What to do: Rewrite the stretch from the start of the items through the line containing "point(461, 487)", swapping "banner" for "flag" and keeping everything else the same. Leave the pictures out of the answer.

----------------------------------------

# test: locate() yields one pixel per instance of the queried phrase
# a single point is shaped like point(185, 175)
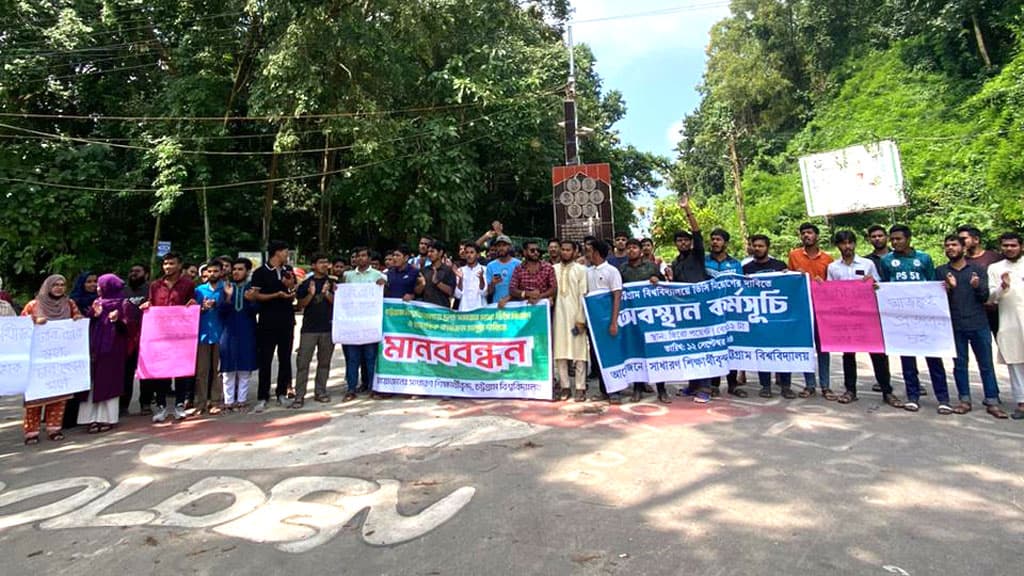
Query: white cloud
point(617, 42)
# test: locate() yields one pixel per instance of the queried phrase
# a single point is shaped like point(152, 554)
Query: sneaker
point(161, 414)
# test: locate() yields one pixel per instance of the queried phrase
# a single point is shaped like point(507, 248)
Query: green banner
point(487, 353)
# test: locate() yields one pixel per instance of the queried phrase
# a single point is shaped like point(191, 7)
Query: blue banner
point(673, 332)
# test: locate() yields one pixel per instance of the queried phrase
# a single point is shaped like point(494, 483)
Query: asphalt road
point(461, 487)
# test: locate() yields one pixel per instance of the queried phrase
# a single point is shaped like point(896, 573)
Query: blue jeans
point(936, 371)
point(824, 367)
point(981, 343)
point(359, 356)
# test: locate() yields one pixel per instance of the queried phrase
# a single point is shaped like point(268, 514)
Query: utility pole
point(571, 138)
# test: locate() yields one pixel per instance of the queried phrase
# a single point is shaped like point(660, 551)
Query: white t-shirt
point(860, 269)
point(471, 296)
point(603, 277)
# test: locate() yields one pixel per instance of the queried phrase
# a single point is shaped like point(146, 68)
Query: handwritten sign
point(167, 345)
point(15, 355)
point(59, 360)
point(847, 316)
point(358, 314)
point(915, 319)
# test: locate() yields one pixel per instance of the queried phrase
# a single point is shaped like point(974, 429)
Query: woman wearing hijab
point(112, 315)
point(51, 303)
point(84, 292)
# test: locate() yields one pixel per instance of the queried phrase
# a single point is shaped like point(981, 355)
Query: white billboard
point(853, 179)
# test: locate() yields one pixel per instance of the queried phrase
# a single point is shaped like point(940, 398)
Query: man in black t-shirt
point(315, 297)
point(436, 284)
point(273, 287)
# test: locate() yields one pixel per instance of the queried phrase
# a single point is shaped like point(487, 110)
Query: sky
point(654, 60)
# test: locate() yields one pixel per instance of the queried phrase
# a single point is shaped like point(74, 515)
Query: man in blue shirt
point(718, 260)
point(500, 270)
point(208, 296)
point(906, 264)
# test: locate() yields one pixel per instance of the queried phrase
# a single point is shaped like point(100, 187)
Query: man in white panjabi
point(569, 325)
point(1006, 287)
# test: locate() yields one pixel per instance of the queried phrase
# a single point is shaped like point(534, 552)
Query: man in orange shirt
point(810, 259)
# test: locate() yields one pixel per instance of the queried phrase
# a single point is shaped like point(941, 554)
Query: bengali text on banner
point(167, 345)
point(59, 360)
point(847, 316)
point(15, 355)
point(358, 314)
point(673, 332)
point(487, 353)
point(915, 319)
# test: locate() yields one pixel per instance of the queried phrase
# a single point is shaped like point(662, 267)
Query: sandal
point(996, 412)
point(963, 408)
point(893, 400)
point(847, 398)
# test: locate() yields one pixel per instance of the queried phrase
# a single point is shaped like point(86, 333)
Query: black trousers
point(272, 339)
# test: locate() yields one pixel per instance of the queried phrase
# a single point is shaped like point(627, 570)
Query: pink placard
point(167, 346)
point(847, 316)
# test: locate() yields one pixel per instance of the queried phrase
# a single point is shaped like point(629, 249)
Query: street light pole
point(568, 106)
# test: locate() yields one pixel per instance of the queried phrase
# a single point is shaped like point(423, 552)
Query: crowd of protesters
point(248, 317)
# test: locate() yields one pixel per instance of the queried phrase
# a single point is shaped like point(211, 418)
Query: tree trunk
point(325, 216)
point(268, 203)
point(980, 39)
point(737, 186)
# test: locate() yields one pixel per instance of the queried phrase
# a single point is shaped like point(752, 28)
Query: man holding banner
point(603, 277)
point(853, 268)
point(360, 356)
point(315, 297)
point(174, 289)
point(569, 323)
point(906, 264)
point(762, 262)
point(809, 258)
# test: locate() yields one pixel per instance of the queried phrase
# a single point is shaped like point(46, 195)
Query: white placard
point(915, 319)
point(358, 314)
point(15, 355)
point(59, 360)
point(853, 179)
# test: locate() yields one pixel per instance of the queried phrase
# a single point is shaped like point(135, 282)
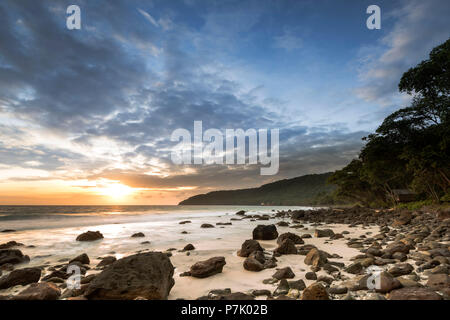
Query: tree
point(411, 147)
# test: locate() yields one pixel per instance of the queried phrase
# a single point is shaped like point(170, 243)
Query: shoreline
point(346, 250)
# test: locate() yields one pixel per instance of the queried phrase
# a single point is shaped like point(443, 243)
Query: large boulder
point(20, 277)
point(10, 244)
point(284, 273)
point(12, 256)
point(438, 281)
point(147, 275)
point(39, 291)
point(251, 264)
point(315, 291)
point(316, 258)
point(82, 258)
point(106, 261)
point(207, 268)
point(287, 246)
point(248, 247)
point(265, 232)
point(90, 236)
point(292, 236)
point(386, 283)
point(413, 293)
point(401, 269)
point(323, 233)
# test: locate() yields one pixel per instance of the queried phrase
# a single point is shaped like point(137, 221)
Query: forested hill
point(305, 190)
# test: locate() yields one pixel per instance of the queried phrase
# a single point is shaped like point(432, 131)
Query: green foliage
point(305, 190)
point(410, 149)
point(415, 205)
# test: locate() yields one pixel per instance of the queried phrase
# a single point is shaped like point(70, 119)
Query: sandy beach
point(332, 259)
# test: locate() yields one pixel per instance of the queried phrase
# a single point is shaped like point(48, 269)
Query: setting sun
point(115, 190)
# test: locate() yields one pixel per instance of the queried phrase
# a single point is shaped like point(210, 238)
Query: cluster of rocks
point(408, 258)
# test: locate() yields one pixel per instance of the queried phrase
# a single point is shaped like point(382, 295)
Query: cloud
point(419, 26)
point(148, 17)
point(288, 42)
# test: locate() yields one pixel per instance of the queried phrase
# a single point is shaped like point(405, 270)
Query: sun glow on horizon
point(115, 190)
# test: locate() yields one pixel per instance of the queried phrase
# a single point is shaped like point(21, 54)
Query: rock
point(401, 269)
point(329, 268)
point(337, 290)
point(407, 283)
point(386, 283)
point(10, 244)
point(265, 232)
point(90, 236)
point(270, 263)
point(56, 274)
point(20, 277)
point(235, 296)
point(12, 256)
point(39, 291)
point(325, 279)
point(292, 236)
point(207, 268)
point(82, 258)
point(315, 291)
point(374, 296)
point(284, 273)
point(316, 258)
point(400, 256)
point(293, 293)
point(189, 247)
point(286, 247)
point(310, 276)
point(248, 247)
point(251, 264)
point(323, 233)
point(88, 279)
point(138, 235)
point(354, 268)
point(148, 275)
point(404, 219)
point(438, 281)
point(106, 261)
point(413, 293)
point(261, 292)
point(298, 285)
point(396, 247)
point(283, 288)
point(357, 283)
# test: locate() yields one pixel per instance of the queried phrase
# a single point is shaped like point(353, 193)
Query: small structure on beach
point(404, 195)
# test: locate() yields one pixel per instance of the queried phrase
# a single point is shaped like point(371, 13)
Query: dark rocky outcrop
point(20, 277)
point(39, 291)
point(248, 247)
point(12, 256)
point(148, 275)
point(90, 236)
point(265, 232)
point(207, 268)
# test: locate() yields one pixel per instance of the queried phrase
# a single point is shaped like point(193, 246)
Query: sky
point(86, 116)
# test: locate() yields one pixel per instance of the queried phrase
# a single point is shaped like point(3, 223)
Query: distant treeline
point(410, 150)
point(305, 190)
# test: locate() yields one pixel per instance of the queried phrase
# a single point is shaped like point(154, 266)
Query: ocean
point(49, 232)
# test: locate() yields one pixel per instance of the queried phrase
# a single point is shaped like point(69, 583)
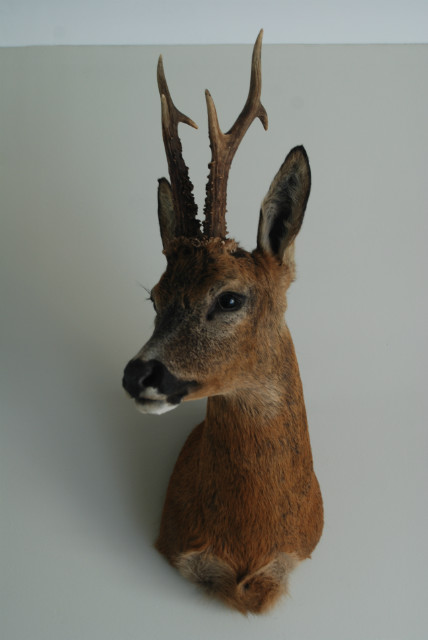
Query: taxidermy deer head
point(243, 505)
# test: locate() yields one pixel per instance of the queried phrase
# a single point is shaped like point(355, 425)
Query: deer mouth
point(155, 406)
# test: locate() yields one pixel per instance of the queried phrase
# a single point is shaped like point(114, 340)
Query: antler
point(185, 207)
point(224, 146)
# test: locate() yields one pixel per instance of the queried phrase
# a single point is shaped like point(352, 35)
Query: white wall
point(28, 22)
point(83, 475)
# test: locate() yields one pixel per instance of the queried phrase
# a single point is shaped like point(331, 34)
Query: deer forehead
point(204, 270)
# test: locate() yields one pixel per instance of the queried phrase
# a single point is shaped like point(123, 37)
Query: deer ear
point(283, 208)
point(166, 212)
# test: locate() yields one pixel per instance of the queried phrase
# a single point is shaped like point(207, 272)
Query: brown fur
point(243, 494)
point(243, 504)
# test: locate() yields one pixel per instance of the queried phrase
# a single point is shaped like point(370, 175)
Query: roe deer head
point(243, 505)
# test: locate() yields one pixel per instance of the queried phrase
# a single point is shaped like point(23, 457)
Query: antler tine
point(224, 146)
point(182, 188)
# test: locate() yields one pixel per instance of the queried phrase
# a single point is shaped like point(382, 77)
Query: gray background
point(82, 474)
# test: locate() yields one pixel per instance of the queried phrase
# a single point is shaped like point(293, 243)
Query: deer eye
point(230, 301)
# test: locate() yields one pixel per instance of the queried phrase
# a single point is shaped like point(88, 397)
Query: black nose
point(138, 375)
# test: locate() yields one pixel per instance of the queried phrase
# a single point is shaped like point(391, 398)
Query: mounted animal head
point(219, 309)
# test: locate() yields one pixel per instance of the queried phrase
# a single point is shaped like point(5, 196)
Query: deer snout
point(153, 387)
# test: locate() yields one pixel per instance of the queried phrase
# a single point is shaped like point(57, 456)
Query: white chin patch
point(154, 406)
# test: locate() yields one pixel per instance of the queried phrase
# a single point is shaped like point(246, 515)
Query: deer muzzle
point(153, 387)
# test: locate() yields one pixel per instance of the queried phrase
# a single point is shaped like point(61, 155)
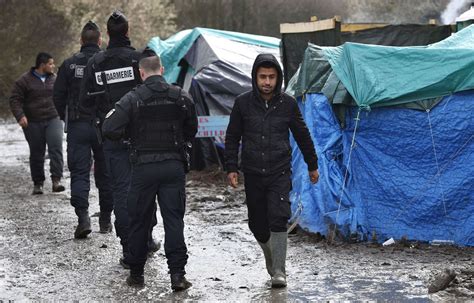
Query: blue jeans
point(38, 135)
point(83, 148)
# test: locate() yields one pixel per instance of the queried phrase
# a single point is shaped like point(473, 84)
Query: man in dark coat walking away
point(31, 103)
point(108, 76)
point(159, 119)
point(262, 118)
point(82, 142)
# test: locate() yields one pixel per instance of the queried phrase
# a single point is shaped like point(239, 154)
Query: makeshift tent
point(332, 32)
point(398, 161)
point(215, 67)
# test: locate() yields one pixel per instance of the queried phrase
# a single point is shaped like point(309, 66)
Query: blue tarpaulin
point(410, 172)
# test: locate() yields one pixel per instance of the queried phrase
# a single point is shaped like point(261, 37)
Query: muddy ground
point(40, 259)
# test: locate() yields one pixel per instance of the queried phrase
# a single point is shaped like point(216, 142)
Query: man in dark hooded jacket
point(108, 76)
point(262, 118)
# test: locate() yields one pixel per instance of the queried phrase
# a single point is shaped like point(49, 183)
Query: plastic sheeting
point(397, 184)
point(386, 75)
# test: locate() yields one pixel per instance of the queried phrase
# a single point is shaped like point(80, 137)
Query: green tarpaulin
point(175, 47)
point(383, 75)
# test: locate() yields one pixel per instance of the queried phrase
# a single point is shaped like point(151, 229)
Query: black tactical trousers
point(163, 180)
point(268, 203)
point(82, 147)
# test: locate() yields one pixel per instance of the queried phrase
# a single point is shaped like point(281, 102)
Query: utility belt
point(147, 156)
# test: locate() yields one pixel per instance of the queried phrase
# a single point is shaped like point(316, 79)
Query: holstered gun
point(186, 155)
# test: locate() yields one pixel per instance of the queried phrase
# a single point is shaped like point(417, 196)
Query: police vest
point(116, 71)
point(77, 66)
point(159, 120)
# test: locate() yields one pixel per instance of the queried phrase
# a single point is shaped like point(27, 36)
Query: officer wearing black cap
point(108, 76)
point(82, 143)
point(159, 119)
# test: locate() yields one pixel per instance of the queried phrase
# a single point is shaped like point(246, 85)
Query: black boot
point(123, 260)
point(105, 225)
point(37, 188)
point(179, 282)
point(57, 186)
point(136, 278)
point(84, 226)
point(153, 245)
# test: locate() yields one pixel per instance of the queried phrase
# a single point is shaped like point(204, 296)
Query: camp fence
point(394, 131)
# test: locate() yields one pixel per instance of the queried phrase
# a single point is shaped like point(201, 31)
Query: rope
point(436, 158)
point(428, 182)
point(357, 119)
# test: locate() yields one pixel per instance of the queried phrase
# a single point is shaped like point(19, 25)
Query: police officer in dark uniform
point(108, 76)
point(159, 119)
point(81, 137)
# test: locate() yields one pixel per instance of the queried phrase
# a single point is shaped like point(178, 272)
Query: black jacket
point(32, 98)
point(68, 83)
point(265, 132)
point(124, 117)
point(120, 62)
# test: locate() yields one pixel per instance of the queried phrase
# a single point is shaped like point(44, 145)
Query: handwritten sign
point(212, 126)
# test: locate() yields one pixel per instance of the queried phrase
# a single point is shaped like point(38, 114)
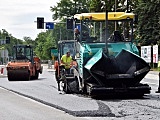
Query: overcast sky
point(18, 16)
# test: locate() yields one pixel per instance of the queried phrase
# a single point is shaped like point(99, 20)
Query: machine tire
point(66, 88)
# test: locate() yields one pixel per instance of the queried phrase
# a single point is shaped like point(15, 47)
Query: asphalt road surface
point(44, 90)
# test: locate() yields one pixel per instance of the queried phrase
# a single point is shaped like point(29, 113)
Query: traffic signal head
point(70, 24)
point(7, 40)
point(40, 23)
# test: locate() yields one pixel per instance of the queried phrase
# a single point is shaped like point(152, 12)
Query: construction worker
point(66, 60)
point(76, 34)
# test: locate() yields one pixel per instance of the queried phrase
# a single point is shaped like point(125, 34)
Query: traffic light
point(40, 23)
point(70, 24)
point(7, 40)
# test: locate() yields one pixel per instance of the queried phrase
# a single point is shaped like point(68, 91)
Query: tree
point(149, 25)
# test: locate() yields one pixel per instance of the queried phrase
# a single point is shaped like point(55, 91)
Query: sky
point(18, 17)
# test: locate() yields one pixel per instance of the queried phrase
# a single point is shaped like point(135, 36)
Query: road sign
point(146, 53)
point(49, 25)
point(40, 23)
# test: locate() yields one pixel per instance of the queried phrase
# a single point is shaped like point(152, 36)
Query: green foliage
point(149, 21)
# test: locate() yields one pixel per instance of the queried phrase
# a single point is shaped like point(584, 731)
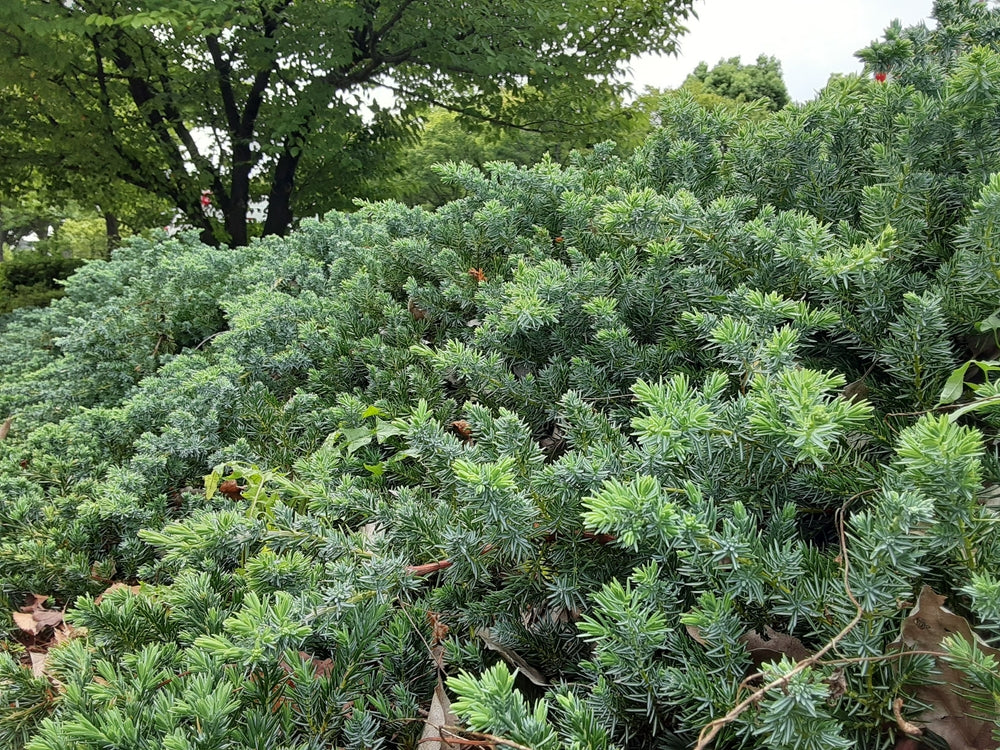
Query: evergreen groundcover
point(598, 454)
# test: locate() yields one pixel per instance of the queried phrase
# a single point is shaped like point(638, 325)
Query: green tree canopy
point(273, 100)
point(733, 80)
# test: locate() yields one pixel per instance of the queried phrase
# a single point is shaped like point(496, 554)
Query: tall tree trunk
point(112, 231)
point(279, 201)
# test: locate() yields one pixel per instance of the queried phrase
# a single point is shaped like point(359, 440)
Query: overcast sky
point(811, 38)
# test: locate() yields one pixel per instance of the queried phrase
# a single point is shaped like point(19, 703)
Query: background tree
point(248, 99)
point(733, 80)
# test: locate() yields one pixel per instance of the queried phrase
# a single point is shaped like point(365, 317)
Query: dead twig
point(712, 729)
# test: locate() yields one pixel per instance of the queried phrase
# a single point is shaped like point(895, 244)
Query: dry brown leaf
point(37, 620)
point(950, 714)
point(440, 715)
point(695, 632)
point(773, 645)
point(513, 658)
point(38, 663)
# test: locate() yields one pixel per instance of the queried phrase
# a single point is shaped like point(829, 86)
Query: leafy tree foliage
point(581, 451)
point(283, 90)
point(731, 79)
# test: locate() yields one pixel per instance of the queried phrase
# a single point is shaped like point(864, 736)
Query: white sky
point(811, 38)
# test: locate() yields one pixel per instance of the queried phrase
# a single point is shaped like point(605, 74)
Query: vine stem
point(712, 729)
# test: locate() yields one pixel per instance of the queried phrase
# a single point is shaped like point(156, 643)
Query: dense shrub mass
point(634, 429)
point(32, 280)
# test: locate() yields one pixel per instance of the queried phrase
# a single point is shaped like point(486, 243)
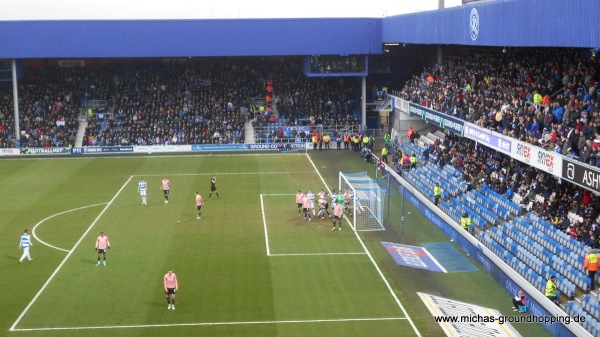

----------------------------------------

Task response:
# test: locate() yields one pixel per instance of the queried phrase
# a single point is shaped like point(185, 175)
Query: white cloud
point(617, 42)
# test: locate() yields one pixel per instance of the queried phrase
# a single point is shaped like point(152, 554)
Query: sneaker
point(161, 414)
# test: locate() yields one pixel per instance of the queried phrase
# a single point is shaped like point(507, 248)
Query: green flag
point(487, 353)
# test: locate() yields one pixel per instance of the queried phrase
# a single point is shaped like point(191, 7)
Query: blue flag
point(673, 332)
# test: locate() yields one pixel per instance of the queried phrase
# a single point is shaped like point(494, 483)
Query: asphalt road
point(461, 487)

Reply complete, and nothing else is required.